→ What you are asked to do
Exactly the lines from the line containing "the green awning" through the last line of the entries below should appear in the answer, reproduced verbatim.

(Items from a data source)

* * * * *

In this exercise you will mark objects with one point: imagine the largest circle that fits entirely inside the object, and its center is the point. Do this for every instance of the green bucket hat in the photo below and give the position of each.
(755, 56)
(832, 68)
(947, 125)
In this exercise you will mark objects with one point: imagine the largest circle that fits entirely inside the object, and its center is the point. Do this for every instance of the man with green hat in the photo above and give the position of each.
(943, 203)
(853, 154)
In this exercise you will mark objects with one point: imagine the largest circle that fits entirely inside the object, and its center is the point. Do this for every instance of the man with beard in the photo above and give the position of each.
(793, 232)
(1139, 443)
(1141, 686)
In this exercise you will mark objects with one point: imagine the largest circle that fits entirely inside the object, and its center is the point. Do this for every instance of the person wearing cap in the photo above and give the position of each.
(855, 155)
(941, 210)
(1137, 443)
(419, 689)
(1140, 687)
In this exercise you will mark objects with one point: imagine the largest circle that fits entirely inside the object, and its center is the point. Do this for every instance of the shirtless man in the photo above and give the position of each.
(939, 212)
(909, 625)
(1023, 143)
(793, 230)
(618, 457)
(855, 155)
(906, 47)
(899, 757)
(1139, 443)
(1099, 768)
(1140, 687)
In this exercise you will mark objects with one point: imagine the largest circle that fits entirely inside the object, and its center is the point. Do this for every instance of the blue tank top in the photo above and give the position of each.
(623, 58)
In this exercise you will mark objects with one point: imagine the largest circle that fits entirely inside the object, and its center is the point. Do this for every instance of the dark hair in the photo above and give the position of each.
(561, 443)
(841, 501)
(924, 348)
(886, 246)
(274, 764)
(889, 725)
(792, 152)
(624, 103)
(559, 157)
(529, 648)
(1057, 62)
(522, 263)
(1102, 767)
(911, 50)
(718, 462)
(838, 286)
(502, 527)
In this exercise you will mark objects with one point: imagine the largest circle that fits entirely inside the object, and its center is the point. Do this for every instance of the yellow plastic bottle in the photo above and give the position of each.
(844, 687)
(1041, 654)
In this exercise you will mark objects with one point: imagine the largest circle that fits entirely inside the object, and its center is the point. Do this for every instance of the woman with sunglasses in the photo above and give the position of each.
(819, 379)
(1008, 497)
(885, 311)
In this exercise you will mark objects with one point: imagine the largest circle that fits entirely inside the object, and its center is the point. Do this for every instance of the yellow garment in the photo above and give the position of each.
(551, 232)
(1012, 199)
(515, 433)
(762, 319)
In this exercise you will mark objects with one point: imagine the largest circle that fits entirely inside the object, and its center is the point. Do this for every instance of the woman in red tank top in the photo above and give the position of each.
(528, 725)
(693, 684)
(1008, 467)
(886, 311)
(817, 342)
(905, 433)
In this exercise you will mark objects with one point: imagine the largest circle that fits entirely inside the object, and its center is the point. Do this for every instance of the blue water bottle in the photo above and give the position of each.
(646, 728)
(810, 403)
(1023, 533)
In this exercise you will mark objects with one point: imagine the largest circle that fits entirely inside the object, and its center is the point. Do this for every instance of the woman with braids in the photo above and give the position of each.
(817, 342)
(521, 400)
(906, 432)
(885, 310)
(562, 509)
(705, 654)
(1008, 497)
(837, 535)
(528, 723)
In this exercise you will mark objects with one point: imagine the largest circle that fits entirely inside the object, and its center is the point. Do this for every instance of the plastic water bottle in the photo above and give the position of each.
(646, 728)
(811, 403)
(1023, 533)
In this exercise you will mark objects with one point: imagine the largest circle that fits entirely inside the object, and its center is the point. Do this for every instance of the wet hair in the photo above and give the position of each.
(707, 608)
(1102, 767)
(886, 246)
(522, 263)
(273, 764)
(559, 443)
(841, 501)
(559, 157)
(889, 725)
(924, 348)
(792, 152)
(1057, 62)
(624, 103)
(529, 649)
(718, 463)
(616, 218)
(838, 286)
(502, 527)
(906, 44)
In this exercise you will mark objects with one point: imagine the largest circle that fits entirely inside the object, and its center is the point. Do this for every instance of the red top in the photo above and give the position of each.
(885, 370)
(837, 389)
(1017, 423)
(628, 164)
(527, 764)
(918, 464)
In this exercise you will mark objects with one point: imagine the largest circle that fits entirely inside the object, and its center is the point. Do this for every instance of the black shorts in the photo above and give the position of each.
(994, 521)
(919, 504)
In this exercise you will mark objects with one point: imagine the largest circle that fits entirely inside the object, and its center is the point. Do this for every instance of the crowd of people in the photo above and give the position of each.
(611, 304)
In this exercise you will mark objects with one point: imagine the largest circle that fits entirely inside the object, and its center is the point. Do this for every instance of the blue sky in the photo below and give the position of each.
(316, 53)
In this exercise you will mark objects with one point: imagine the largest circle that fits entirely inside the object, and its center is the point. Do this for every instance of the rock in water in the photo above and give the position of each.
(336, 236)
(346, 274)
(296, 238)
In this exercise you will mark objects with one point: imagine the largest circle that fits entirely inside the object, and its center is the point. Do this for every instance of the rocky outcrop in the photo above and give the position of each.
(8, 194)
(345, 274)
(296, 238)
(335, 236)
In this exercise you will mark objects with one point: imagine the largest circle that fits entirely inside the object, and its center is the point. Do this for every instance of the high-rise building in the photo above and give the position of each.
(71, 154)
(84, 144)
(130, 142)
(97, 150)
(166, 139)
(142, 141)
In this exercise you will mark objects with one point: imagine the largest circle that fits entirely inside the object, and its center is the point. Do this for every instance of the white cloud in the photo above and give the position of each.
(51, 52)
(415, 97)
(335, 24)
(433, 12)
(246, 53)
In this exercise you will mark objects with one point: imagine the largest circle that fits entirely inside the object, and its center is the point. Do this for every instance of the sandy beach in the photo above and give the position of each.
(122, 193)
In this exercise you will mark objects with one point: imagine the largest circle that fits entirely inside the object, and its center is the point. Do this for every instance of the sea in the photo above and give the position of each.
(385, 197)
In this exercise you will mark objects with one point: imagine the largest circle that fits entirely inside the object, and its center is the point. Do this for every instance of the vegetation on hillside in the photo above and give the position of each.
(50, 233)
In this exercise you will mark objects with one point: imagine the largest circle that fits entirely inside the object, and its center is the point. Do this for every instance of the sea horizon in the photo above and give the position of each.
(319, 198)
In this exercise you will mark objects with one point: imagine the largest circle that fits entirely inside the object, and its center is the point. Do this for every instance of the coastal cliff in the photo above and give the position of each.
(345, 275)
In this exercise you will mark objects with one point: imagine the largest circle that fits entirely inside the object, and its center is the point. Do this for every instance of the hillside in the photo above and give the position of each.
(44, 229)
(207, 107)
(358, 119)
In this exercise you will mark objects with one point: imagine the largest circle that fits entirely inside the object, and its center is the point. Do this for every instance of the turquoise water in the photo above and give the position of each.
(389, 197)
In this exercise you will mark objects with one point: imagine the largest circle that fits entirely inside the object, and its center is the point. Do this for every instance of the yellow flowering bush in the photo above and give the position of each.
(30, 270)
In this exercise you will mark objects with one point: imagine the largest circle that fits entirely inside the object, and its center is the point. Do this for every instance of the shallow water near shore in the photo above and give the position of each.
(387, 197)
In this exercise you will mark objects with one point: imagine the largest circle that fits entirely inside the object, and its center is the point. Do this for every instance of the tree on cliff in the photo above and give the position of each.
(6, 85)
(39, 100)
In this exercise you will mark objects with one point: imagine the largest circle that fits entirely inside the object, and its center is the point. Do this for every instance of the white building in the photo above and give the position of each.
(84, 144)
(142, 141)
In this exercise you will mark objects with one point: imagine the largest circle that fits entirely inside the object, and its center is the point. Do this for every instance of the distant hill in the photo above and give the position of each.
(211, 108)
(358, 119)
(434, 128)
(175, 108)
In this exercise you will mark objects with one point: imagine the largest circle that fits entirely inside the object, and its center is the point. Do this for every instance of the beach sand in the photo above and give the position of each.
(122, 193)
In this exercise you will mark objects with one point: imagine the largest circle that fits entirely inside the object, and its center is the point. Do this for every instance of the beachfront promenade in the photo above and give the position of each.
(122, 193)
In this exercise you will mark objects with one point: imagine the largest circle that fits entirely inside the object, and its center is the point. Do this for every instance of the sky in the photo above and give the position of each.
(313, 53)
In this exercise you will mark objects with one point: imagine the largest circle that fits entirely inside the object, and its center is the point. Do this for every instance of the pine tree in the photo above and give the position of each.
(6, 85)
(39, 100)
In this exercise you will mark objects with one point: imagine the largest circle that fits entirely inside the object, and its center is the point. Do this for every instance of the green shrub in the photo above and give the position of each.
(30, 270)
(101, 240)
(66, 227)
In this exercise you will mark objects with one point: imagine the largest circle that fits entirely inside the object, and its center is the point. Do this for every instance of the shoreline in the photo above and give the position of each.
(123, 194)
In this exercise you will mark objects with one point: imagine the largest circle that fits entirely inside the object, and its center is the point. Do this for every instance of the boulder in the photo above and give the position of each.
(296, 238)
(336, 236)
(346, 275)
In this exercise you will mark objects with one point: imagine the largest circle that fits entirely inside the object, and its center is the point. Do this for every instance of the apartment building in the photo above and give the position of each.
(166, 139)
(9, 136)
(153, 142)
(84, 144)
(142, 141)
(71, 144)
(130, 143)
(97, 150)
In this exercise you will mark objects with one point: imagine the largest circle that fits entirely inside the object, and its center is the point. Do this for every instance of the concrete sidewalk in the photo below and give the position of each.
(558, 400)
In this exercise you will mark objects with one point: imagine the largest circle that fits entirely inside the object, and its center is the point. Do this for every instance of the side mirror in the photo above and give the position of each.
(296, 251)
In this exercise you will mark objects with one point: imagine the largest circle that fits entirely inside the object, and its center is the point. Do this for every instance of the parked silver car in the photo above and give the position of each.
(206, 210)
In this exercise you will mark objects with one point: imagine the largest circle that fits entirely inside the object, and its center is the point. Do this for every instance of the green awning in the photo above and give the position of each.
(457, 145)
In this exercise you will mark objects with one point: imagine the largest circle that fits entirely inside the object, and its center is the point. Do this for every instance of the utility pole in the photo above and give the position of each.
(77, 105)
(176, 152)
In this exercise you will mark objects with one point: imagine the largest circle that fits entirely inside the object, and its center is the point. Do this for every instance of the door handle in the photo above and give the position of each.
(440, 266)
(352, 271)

* * * * *

→ Exercise result
In this exercise you will mark objects with one point: imagine the largest circle that fits entirely inside the object, and its center is the point. Do this for every instance of the green awning in the photo above and give the position of each.
(457, 145)
In this exercise you will mark objects with one point: imagine the largest circle that fits entirely inside the object, and its center is the point. Do this for every instance of the utility pole in the photo above and give the position of each.
(77, 105)
(176, 152)
In this exercise you will mark objects with one point: imagine the largest circle that fits entirely inside the object, and its center is the point. Do this for every instance of the door handle in the photo above and give the position of each.
(440, 266)
(352, 271)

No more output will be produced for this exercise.